Rewrite the entries below, replacing every "negative clicks" with "background clicks" and leaving everything else unchanged.

Entries from a collection:
______

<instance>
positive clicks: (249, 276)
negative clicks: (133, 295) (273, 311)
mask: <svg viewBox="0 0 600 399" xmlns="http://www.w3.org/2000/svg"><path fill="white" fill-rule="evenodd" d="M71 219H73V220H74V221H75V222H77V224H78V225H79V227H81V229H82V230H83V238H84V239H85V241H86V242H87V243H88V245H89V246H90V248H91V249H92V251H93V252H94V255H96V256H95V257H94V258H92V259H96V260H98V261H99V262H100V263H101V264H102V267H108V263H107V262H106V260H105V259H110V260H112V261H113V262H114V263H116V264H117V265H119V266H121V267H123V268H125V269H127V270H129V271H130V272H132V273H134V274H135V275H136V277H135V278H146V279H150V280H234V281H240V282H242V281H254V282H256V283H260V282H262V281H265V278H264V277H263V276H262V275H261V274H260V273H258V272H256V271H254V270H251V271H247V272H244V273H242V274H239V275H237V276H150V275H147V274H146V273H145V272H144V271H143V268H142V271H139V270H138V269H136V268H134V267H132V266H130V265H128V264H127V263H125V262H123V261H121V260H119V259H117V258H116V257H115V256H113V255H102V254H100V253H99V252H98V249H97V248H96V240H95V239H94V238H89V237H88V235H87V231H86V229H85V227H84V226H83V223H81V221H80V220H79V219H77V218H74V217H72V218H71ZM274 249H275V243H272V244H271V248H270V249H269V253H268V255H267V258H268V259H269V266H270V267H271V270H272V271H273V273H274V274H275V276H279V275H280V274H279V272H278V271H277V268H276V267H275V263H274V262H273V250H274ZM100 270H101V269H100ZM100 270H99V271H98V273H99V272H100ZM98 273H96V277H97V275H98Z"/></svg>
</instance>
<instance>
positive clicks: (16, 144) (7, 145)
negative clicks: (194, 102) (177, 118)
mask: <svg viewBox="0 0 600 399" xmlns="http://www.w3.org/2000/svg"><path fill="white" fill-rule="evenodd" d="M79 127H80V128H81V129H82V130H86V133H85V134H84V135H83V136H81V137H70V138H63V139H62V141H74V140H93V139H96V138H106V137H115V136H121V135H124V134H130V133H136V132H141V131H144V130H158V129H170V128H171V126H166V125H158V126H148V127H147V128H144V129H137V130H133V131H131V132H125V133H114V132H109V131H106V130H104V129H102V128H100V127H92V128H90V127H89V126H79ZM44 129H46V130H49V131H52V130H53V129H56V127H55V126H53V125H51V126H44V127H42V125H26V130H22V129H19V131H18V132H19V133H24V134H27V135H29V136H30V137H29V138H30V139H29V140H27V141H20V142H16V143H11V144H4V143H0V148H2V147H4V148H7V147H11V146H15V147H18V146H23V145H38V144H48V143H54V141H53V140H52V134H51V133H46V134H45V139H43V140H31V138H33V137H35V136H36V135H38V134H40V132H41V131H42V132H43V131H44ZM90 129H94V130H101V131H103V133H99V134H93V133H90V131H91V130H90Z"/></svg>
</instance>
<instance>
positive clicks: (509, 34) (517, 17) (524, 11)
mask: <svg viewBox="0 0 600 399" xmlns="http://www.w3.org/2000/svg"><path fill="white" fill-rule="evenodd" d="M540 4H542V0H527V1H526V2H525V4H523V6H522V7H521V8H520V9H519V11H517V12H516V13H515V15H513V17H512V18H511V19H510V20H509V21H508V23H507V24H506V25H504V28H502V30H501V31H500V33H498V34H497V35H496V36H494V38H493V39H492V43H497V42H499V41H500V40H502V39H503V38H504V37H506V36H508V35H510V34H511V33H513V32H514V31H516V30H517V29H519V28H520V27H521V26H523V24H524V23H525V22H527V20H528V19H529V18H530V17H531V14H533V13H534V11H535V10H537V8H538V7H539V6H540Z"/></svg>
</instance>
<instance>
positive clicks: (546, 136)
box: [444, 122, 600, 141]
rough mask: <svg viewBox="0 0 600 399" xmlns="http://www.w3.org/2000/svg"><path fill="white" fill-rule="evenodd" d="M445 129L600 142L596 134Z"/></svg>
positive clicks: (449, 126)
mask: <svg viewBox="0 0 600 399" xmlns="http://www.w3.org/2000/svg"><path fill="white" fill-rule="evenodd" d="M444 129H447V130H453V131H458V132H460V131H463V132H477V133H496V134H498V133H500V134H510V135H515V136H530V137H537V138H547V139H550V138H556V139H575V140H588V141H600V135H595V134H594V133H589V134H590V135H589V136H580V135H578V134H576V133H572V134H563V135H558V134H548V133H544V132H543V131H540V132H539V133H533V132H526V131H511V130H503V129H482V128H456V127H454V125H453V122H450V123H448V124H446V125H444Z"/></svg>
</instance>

______

# Output
<instance>
positive clicks: (249, 276)
background clicks: (133, 295) (273, 311)
mask: <svg viewBox="0 0 600 399" xmlns="http://www.w3.org/2000/svg"><path fill="white" fill-rule="evenodd" d="M71 219H73V220H74V221H75V222H77V224H78V225H79V227H81V229H82V230H83V238H84V239H85V241H86V242H87V243H88V245H89V246H90V248H91V249H92V251H93V252H94V255H96V256H95V257H94V258H92V259H96V260H98V261H99V262H100V263H101V264H102V267H108V263H107V262H106V260H105V259H110V260H112V261H113V262H114V263H116V264H117V265H119V266H121V267H123V268H125V269H127V270H129V271H130V272H132V273H134V274H135V275H136V277H135V278H146V279H150V280H234V281H240V282H242V281H254V282H256V283H260V282H262V281H265V278H264V277H263V276H262V275H261V274H260V273H258V272H256V271H254V270H251V271H247V272H244V273H242V274H239V275H237V276H150V275H147V274H146V273H145V272H144V271H143V268H142V271H139V270H138V269H136V268H134V267H132V266H130V265H128V264H127V263H125V262H123V261H121V260H119V259H117V258H116V257H115V256H113V255H102V254H100V253H99V252H98V249H97V248H96V240H95V239H94V238H89V237H88V235H87V231H86V229H85V227H84V226H83V223H81V221H80V220H79V219H77V218H74V217H72V218H71ZM274 249H275V243H272V244H271V248H270V249H269V253H268V255H267V258H268V259H269V266H270V267H271V270H272V271H273V273H274V274H275V276H279V275H280V274H279V272H278V271H277V268H276V267H275V263H274V262H273V250H274ZM100 270H101V269H100ZM100 270H99V271H98V273H99V272H100ZM98 273H96V277H97V275H98Z"/></svg>
</instance>
<instance>
positive clicks: (16, 144) (7, 145)
background clicks: (194, 102) (177, 118)
mask: <svg viewBox="0 0 600 399" xmlns="http://www.w3.org/2000/svg"><path fill="white" fill-rule="evenodd" d="M79 127H80V128H81V129H82V130H86V133H85V134H84V135H83V136H81V137H70V138H63V139H62V141H74V140H93V139H96V138H106V137H115V136H121V135H124V134H130V133H136V132H141V131H144V130H158V129H170V128H171V126H166V125H158V126H148V127H147V128H144V129H137V130H133V131H131V132H125V133H114V132H109V131H106V130H104V129H102V128H100V127H92V128H90V127H89V126H79ZM44 129H46V130H49V131H52V130H53V129H56V127H55V126H53V125H51V126H44V127H42V125H26V130H22V129H19V131H18V132H19V133H24V134H27V135H29V136H30V137H29V138H30V139H29V140H27V141H20V142H16V143H11V144H4V143H0V148H2V147H4V148H7V147H11V146H15V147H18V146H23V145H38V144H48V143H54V141H53V140H52V134H51V133H46V134H45V139H43V140H31V138H33V137H35V136H36V135H38V134H40V132H41V131H42V132H43V131H44ZM90 129H94V130H101V131H103V133H99V134H93V133H90V131H91V130H90Z"/></svg>
</instance>
<instance>
positive clicks: (509, 34) (517, 17) (524, 11)
mask: <svg viewBox="0 0 600 399" xmlns="http://www.w3.org/2000/svg"><path fill="white" fill-rule="evenodd" d="M540 4H542V0H527V1H526V2H525V4H523V6H522V7H521V8H520V9H519V11H517V12H516V13H515V15H513V17H512V18H511V19H510V20H509V21H508V23H507V24H506V25H504V28H502V30H501V31H500V33H498V34H497V35H496V36H494V38H493V39H492V43H497V42H499V41H500V40H502V39H503V38H504V37H506V36H508V35H510V34H511V33H513V32H514V31H516V30H517V29H519V28H520V27H521V26H523V24H524V23H525V22H527V20H528V19H529V18H530V17H531V14H533V13H534V11H535V10H537V8H538V7H539V6H540Z"/></svg>
</instance>
<instance>
positive clicks: (546, 136)
box: [444, 122, 600, 141]
rough mask: <svg viewBox="0 0 600 399" xmlns="http://www.w3.org/2000/svg"><path fill="white" fill-rule="evenodd" d="M445 129L600 142L596 134Z"/></svg>
positive clicks: (449, 126)
mask: <svg viewBox="0 0 600 399" xmlns="http://www.w3.org/2000/svg"><path fill="white" fill-rule="evenodd" d="M444 129H447V130H453V131H458V132H460V131H463V132H477V133H496V134H498V133H500V134H510V135H515V136H530V137H537V138H547V139H550V138H556V139H575V140H588V141H600V135H595V134H594V133H589V134H590V135H589V136H580V135H578V134H576V133H572V134H563V135H558V134H548V133H544V132H543V131H540V132H539V133H533V132H526V131H511V130H503V129H482V128H456V127H454V125H453V122H450V123H448V124H446V125H444Z"/></svg>
</instance>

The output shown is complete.